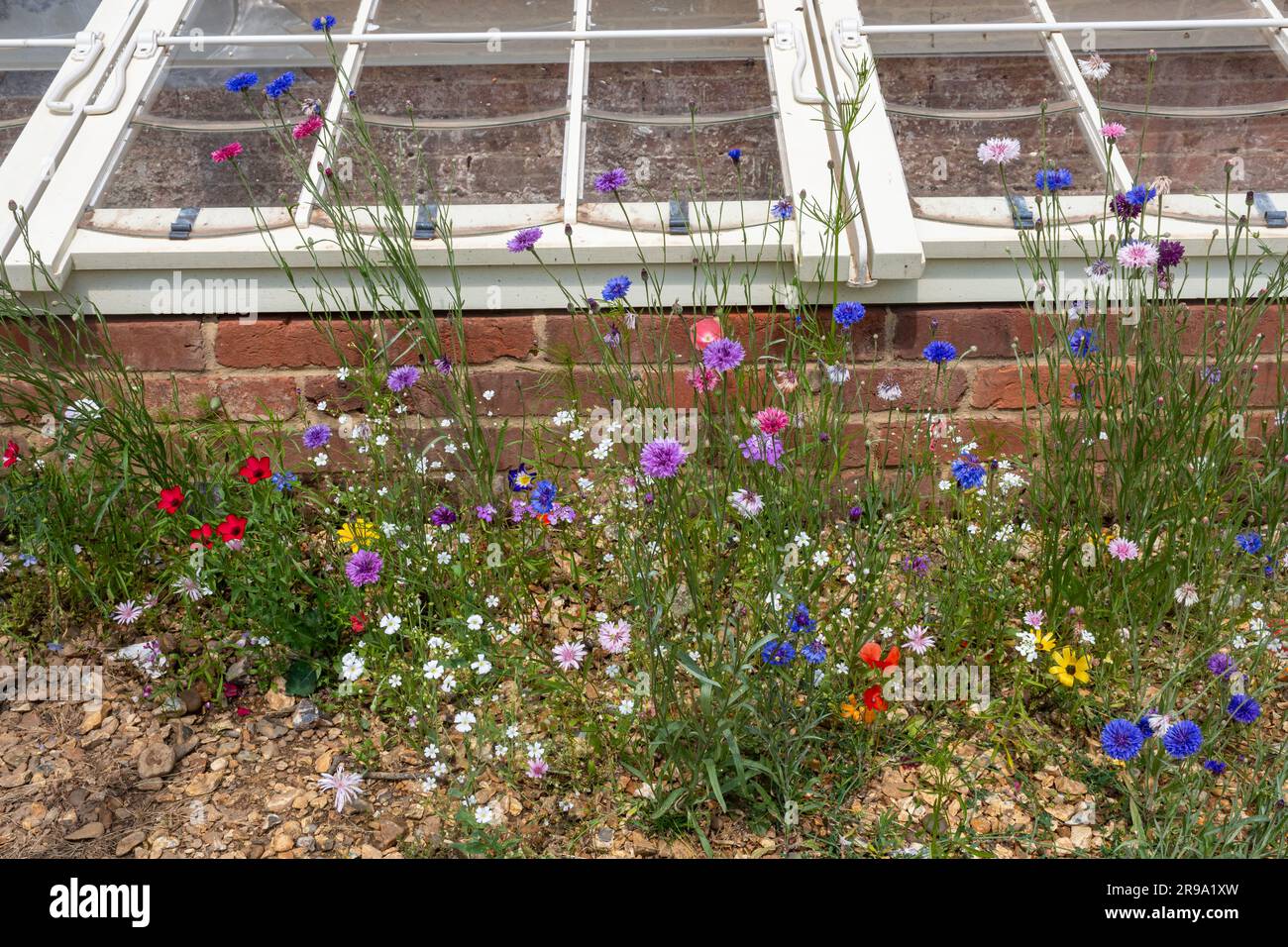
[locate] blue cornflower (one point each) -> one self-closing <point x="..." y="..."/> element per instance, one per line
<point x="814" y="652"/>
<point x="279" y="85"/>
<point x="1056" y="179"/>
<point x="1243" y="707"/>
<point x="848" y="313"/>
<point x="1249" y="541"/>
<point x="243" y="80"/>
<point x="1121" y="740"/>
<point x="542" y="496"/>
<point x="969" y="472"/>
<point x="939" y="352"/>
<point x="1183" y="740"/>
<point x="1140" y="195"/>
<point x="1082" y="343"/>
<point x="802" y="621"/>
<point x="616" y="289"/>
<point x="777" y="654"/>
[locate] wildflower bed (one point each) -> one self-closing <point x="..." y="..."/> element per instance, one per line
<point x="694" y="629"/>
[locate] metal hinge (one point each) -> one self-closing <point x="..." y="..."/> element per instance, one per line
<point x="1275" y="218"/>
<point x="180" y="228"/>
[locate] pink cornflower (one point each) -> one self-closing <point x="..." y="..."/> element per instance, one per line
<point x="614" y="637"/>
<point x="570" y="655"/>
<point x="999" y="151"/>
<point x="227" y="154"/>
<point x="772" y="420"/>
<point x="1137" y="254"/>
<point x="1124" y="549"/>
<point x="307" y="128"/>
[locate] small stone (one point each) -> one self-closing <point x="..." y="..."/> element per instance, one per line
<point x="156" y="759"/>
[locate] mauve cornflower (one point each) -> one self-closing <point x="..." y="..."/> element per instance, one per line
<point x="614" y="637"/>
<point x="243" y="80"/>
<point x="777" y="654"/>
<point x="939" y="352"/>
<point x="1243" y="707"/>
<point x="763" y="447"/>
<point x="1183" y="740"/>
<point x="1113" y="131"/>
<point x="1124" y="549"/>
<point x="1082" y="343"/>
<point x="662" y="458"/>
<point x="1220" y="665"/>
<point x="1121" y="740"/>
<point x="364" y="569"/>
<point x="772" y="420"/>
<point x="317" y="436"/>
<point x="616" y="289"/>
<point x="227" y="154"/>
<point x="402" y="377"/>
<point x="999" y="151"/>
<point x="279" y="85"/>
<point x="307" y="128"/>
<point x="848" y="313"/>
<point x="610" y="182"/>
<point x="919" y="641"/>
<point x="1137" y="254"/>
<point x="127" y="612"/>
<point x="570" y="655"/>
<point x="347" y="787"/>
<point x="1050" y="180"/>
<point x="722" y="355"/>
<point x="1249" y="543"/>
<point x="523" y="240"/>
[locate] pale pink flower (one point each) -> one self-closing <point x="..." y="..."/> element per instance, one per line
<point x="570" y="655"/>
<point x="1124" y="549"/>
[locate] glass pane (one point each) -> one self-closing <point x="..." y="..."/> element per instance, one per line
<point x="660" y="14"/>
<point x="894" y="12"/>
<point x="27" y="73"/>
<point x="671" y="123"/>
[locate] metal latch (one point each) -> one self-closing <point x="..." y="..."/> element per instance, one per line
<point x="180" y="228"/>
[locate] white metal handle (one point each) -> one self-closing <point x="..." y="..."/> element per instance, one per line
<point x="89" y="47"/>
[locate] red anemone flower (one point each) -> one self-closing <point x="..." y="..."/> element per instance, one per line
<point x="171" y="497"/>
<point x="256" y="470"/>
<point x="232" y="528"/>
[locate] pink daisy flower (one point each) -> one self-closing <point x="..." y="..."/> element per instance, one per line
<point x="570" y="655"/>
<point x="227" y="154"/>
<point x="999" y="151"/>
<point x="1124" y="549"/>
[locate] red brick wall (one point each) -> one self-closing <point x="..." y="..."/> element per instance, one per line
<point x="282" y="364"/>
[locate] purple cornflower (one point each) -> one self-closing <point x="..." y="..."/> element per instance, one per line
<point x="316" y="436"/>
<point x="364" y="569"/>
<point x="722" y="355"/>
<point x="662" y="458"/>
<point x="612" y="182"/>
<point x="1121" y="740"/>
<point x="523" y="240"/>
<point x="402" y="377"/>
<point x="1243" y="707"/>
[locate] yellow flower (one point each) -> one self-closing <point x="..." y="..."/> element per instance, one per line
<point x="357" y="534"/>
<point x="1069" y="667"/>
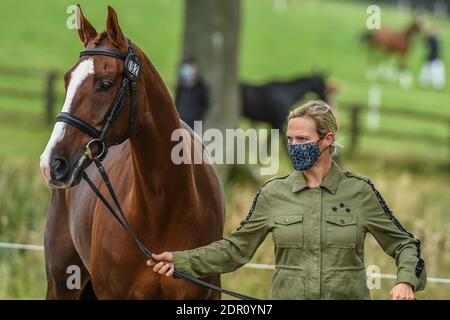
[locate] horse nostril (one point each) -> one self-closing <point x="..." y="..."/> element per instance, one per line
<point x="59" y="167"/>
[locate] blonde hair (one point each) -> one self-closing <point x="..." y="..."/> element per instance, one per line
<point x="323" y="116"/>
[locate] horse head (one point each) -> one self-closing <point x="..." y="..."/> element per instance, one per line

#### Your assignment:
Each record above goes into the copy word for word; the pictures do not.

#### Finished exercise:
[locate] blue cornflower (one point each) -> one self-closing <point x="..." y="..."/> element per instance, one per line
<point x="814" y="652"/>
<point x="279" y="85"/>
<point x="1056" y="179"/>
<point x="1243" y="707"/>
<point x="848" y="313"/>
<point x="1249" y="541"/>
<point x="243" y="80"/>
<point x="1121" y="740"/>
<point x="542" y="496"/>
<point x="969" y="472"/>
<point x="939" y="352"/>
<point x="1183" y="740"/>
<point x="1140" y="195"/>
<point x="1082" y="343"/>
<point x="802" y="621"/>
<point x="616" y="289"/>
<point x="777" y="654"/>
[locate] wildflower bed (one point each) -> one self-closing <point x="..." y="..."/> element per instance, one per line
<point x="694" y="629"/>
[locate] metal hinge (one point each) -> one self-closing <point x="..." y="..."/> element per instance, one per line
<point x="1275" y="218"/>
<point x="180" y="228"/>
[locate] pink cornflower (one point each) -> one self-closing <point x="..." y="..."/> element per instance, one per line
<point x="614" y="637"/>
<point x="570" y="655"/>
<point x="999" y="151"/>
<point x="227" y="154"/>
<point x="772" y="420"/>
<point x="1137" y="254"/>
<point x="1124" y="549"/>
<point x="307" y="128"/>
[locate] small stone (one point each) -> one self-closing <point x="..." y="..."/> element per instance, one per line
<point x="156" y="759"/>
[locate] mauve cornflower (one point each) -> one self-closing <point x="..." y="..."/> element per instance, one per line
<point x="614" y="637"/>
<point x="243" y="80"/>
<point x="777" y="654"/>
<point x="939" y="352"/>
<point x="1243" y="707"/>
<point x="763" y="447"/>
<point x="1183" y="740"/>
<point x="1113" y="131"/>
<point x="1124" y="549"/>
<point x="1082" y="343"/>
<point x="662" y="458"/>
<point x="1220" y="665"/>
<point x="1121" y="740"/>
<point x="364" y="569"/>
<point x="772" y="420"/>
<point x="317" y="436"/>
<point x="616" y="289"/>
<point x="227" y="154"/>
<point x="402" y="377"/>
<point x="999" y="151"/>
<point x="279" y="85"/>
<point x="307" y="128"/>
<point x="848" y="313"/>
<point x="610" y="182"/>
<point x="919" y="641"/>
<point x="1137" y="254"/>
<point x="127" y="612"/>
<point x="570" y="655"/>
<point x="347" y="787"/>
<point x="1050" y="180"/>
<point x="722" y="355"/>
<point x="1249" y="543"/>
<point x="523" y="240"/>
[locate] pale pink flower (one point each) -> one self-closing <point x="..." y="..."/> element per instance, one per line
<point x="570" y="655"/>
<point x="1124" y="549"/>
[locate] glass pane (one point each) -> one self-closing <point x="..." y="..."/> element per instance, one per line
<point x="660" y="14"/>
<point x="894" y="12"/>
<point x="27" y="73"/>
<point x="671" y="123"/>
[locate] metal latch (one point each) -> one self-closing <point x="..." y="..."/> element per instance, one per line
<point x="180" y="228"/>
[locate] white metal handle (one point each) -> one self-closing <point x="..." y="..."/> element per instance, one per line
<point x="89" y="47"/>
[locate] red anemone flower (one point each) -> one self-closing <point x="..." y="..."/> element per instance, one per line
<point x="171" y="497"/>
<point x="256" y="470"/>
<point x="232" y="528"/>
[locate] pink daisy flower (one point each) -> one self-closing <point x="..." y="..."/> element per instance, one per line
<point x="570" y="655"/>
<point x="227" y="154"/>
<point x="999" y="151"/>
<point x="1124" y="549"/>
[locate] red brick wall (one point each) -> one self-closing <point x="..." y="..."/> element per instance, one per line
<point x="282" y="364"/>
[locate] purple cornflower (one point each) -> one self-closing <point x="..." y="..."/> element per instance, one per line
<point x="316" y="436"/>
<point x="364" y="569"/>
<point x="722" y="355"/>
<point x="662" y="458"/>
<point x="612" y="182"/>
<point x="1121" y="740"/>
<point x="523" y="240"/>
<point x="402" y="377"/>
<point x="1243" y="707"/>
[locate] yellow flower (one point each) -> one self-closing <point x="..." y="..."/> element per instance, one per line
<point x="357" y="534"/>
<point x="1069" y="667"/>
[locate] horse nostril (one point each) -> one self-closing <point x="..." y="..."/> element per instance, one per line
<point x="59" y="167"/>
[locate] blonde hair (one point each) -> one self-closing <point x="..." y="..."/> element per instance, one per line
<point x="323" y="116"/>
[locate] horse head (one point each) -> one self-closing <point x="..." y="..."/> element per instance, one per line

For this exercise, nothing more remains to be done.